**WHAT THE EXERCISE ASKS**
Below is a set of records, and all of them should be retyped exactly, minus the pictures.

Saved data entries
========================================================================

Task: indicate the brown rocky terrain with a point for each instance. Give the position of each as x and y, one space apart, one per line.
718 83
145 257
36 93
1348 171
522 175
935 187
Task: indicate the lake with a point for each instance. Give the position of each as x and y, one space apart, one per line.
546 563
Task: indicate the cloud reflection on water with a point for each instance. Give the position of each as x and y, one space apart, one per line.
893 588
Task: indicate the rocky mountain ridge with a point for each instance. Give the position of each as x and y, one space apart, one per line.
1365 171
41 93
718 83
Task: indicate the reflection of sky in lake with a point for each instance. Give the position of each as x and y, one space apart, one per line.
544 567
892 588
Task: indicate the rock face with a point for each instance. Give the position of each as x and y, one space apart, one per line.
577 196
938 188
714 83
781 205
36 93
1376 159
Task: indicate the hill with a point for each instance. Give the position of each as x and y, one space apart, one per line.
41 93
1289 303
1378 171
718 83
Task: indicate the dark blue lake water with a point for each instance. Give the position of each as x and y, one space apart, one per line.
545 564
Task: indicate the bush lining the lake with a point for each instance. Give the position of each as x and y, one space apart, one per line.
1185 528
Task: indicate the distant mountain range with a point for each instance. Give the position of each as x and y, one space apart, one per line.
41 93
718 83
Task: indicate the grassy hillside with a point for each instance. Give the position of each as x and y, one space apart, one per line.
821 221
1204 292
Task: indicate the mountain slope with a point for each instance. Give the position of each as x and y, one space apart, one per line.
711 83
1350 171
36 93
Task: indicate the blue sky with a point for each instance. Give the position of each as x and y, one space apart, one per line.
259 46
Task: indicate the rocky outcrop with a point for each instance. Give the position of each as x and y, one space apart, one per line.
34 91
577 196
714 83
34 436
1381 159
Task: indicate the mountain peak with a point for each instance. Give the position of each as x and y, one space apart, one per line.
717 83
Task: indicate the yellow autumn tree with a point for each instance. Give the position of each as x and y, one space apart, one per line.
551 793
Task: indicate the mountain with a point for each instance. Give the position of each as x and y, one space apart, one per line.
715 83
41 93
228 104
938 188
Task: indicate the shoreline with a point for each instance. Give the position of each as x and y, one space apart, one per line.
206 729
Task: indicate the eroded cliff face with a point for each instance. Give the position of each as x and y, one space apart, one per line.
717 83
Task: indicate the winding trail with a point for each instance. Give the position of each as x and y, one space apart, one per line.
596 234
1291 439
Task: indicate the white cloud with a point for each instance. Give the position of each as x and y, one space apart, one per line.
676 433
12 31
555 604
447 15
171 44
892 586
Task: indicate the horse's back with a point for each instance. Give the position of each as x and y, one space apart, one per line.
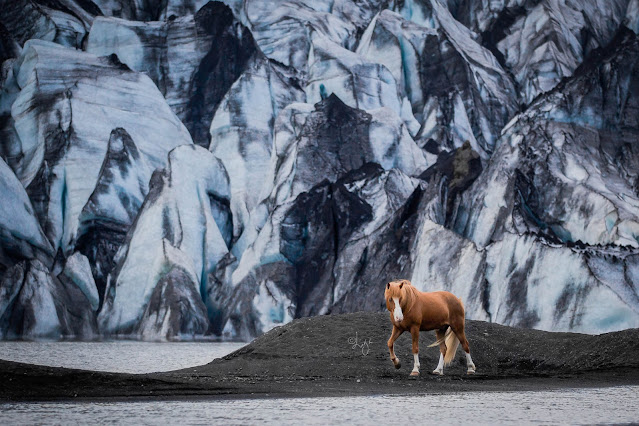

========================================================================

**YOUR RESPONSE**
Task: indicate the brown rocky terrain with a point for each instance. Give the position of each as x and y, one space apart, one per line.
718 83
145 257
36 93
1348 171
522 175
935 187
Task: indicate the lake with a point for each instance. Give the position of each as x and y, one space apart, one per line.
546 563
Task: indicate the cloud reflection on water with a point for each instance. Give the position of each as x and y, one space apart, one per line.
893 588
Task: indicate the rocky mountain ridge with a point for each instance. Give the position of each as x and y, one space apart, one per line.
1365 171
41 93
718 83
Task: indicate the reflection of sky in lake with a point for each instance. Give the position of each as x and y, one space apart, one per line.
544 567
892 588
Task: indicate the rock face with a point for each instance. Give the position of each as x and y, one space apart, one per line.
577 196
938 188
714 83
781 205
36 93
1376 159
Task: indicate the hill with a point for each instance. Give the position of each as x and y, one space apart, one per line.
41 93
1289 303
1378 171
718 83
Task: indicate the dark blue lake water with a point for each instance. Give the position of each as x and y, one space apart, one per line.
545 564
Task: indicate the bush lining the lake with a point for each instance. Give the position of each as x and y, one space apart, one per line.
1185 528
Task: indicate the distant mountain range with a point for each instance. Give the position of each as x and y, one space apart, one per line.
41 93
718 83
Task: indicate the grassy hillside with a point for each instance. Give the position of each as x and y, one space apart, one per line.
821 221
1204 292
Task: indicate the mountain slope with a point for each instance. Give the position of each as x and y, one space apart, one per line.
711 83
1350 171
36 93
Task: indicate the blue sky with a point for each instance. Give the position of each as x and y, one space apart, one per line.
259 46
Task: indicate the rocky outcrop with a point for each instance. Give the position of each as x and y, one space apart, one per line.
34 91
577 196
714 83
34 436
1381 159
Task: indicate the mountain peak with a point for each instance. Give the position of each as x and y, one space apart, one per line.
717 83
Task: indicate the yellow autumn tree with a point for each instance. Give the position of each as x and y, one space apart, one per line.
551 793
Task: indicate the mountain with a point for each instance. Give the position of each as x and y, one space apart, one per line.
715 83
41 93
228 104
938 188
Task: indicate the shoreline with a point for each instance. Give the position of each as x and y, one space apart, one per line.
206 729
Task: indicate the eroded cliff face with a point for each instance. Give the position of each as x and y, one space apart, one per line.
717 83
Task: indicate the winding trail with a point for each instance. Give the position of each as x and y, one space apart, one per line.
596 234
1291 439
Task: indicate the white cloud with a point for each instance. Give the position of each as x and y, one space apart, one per line.
676 433
12 31
555 604
447 15
171 44
892 586
Task: indicate the horse's back with a point for each instance. Give the position of each as x and y, one space apart, one per line.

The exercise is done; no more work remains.